• **Passage to read**
════════════════════

Friday, February 12, 2010

How To Make Your Own Incubator

So you want an incubator but you checked on all the online auctions and shops you could think of and the prices were ridiculous. You thought heck, I could make one of these - all they need is heat and humidity right? Right! Here is how I made mine. (This will be particularly helpful to you if you live in Christchurch, New Zealand, as you'll be able to source your thermostat from the same place I got mine.)
You will need:
  1. A chilli bin/polystyrenebox with lid/wooden box with lid if you can't find the other two. I used a polystyrene box from a catering company delivery.
  2. A thermostat. I found one at Musgroves for $5. It's an old hot water cylinder thermostat and works just fine.
  3. A thermometer and maybe even a hygrometer (measures humidity).
  4. A light bulb and socket.
  5. An old computer fan. I used a CPU fan for mine. (Optional)
  6. An unused phone charger which will power the computer fan.
  7. A piece of glass so you can look through and see the temperature and the eggs as they hatch.
 STEP 1:

Cut a hole in the lid of your polystyrene box for the piece of glass to sit in. I found a craft knife did the trick for cutting through polystyrene, but if you have proper polystyrene cutting wire use that. Cut the hole a couple of centimeters smaller than the piece of glass so you can make a ledge for the glass to sit on. This is better than having the glass stick out the top of the lid.


Place the glass in the groove you cut for it and duct tape it securely in place. Duct tape will help to keep the heat in, as the glass will probably be the area of greatest heat loss in your whole incubator.


Now we have our incubator ready, we need to add the two most important parts - the lightbulb and the thermostat. The lightbulb is going to generate the heat that the embryos need to grow, and the thermostat is going to regulate the heat. You'll read that a hot water cylinder thermostat is not accurate enough for this task, but this was not my experience. Once the system settles you will find that you are seldom adjusting the thermostat and the temperature is staying either constant or near constant. We went for quite long periods without any adjustment. Even the bought incubators recommend checking the temperature four times a day, so this seems comparable to that. You can allow your incubator to settle by turning it on and monitoring it for three or four days before you begin incubation.

Attach your thermostat switch to your light socket. If you turn the thermostat to the lowest temperature you will be able to test whether it is working. Heat it with direct light from the lightbulb and see if it turns itself off and on. Once you have wired this correctly, Make some holes in the side of you incubator box to plug both the lightbulb and the thermostat through. Ideally you would want the thermostat closer to where the eggs are going to be and the lightbulb further from the eggs. This is because you want the thermostat to respond to the ambient temperature rather than the heat radiated from the lightbulb. It is not crucial, as you will see from my picture where I did not follow this advice but was still able to successfully hatch eggs. I would have followed this advice if my length of wire permitted it.


Skip this step if you are going to make a still air incubator rather than a forced air incubator. If you have a computer fan available I recommend using it. I would have more confidence in an incubator with a fan circulating the air, especially if I was putting a lot of eggs in it. A fan will provide a more consistent temperature throughout the incubator.

════════════════════

• **Data extract**
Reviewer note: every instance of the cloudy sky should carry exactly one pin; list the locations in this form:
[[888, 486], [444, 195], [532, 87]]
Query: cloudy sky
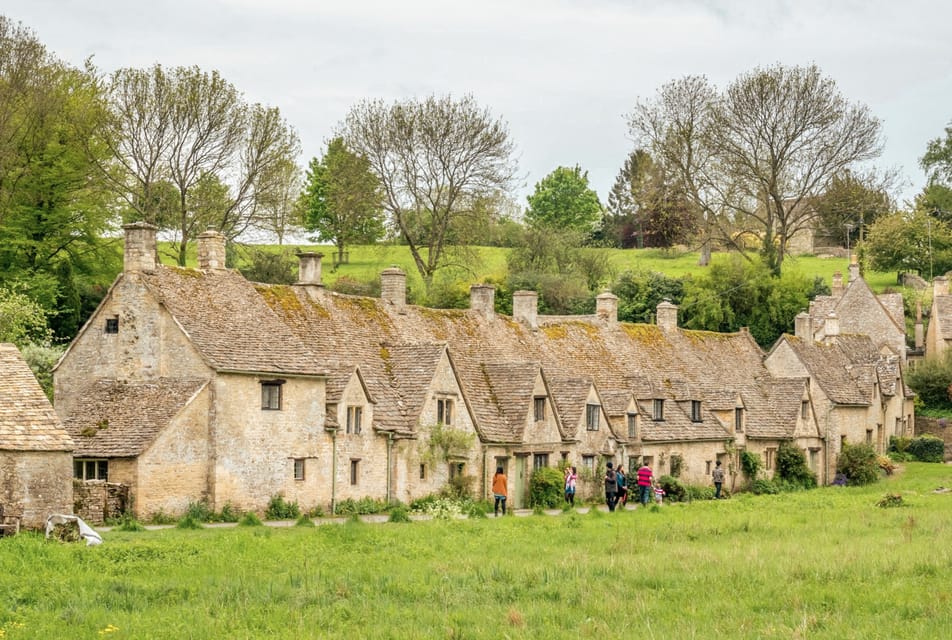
[[562, 73]]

════════════════════

• **The tasks**
1 – Rewrite the incubator instructions from "2. A thermostat." to "for mine. (Optional)", switching "CPU fan" to "case fan".
2 – According to the incubator instructions, where was the thermostat found, and what did it cost?
Rely only on the incubator instructions when you respond.

• **Outputs**
1 –
2. A thermostat. I found one at Musgroves for $5. It's an old hot water cylinder thermostat and works just fine.
  3. A thermometer and maybe even a hygrometer (measures humidity).
  4. A light bulb and socket.
  5. An old computer fan. I used a case fan for mine. (Optional)

2 – At Musgroves, for $5.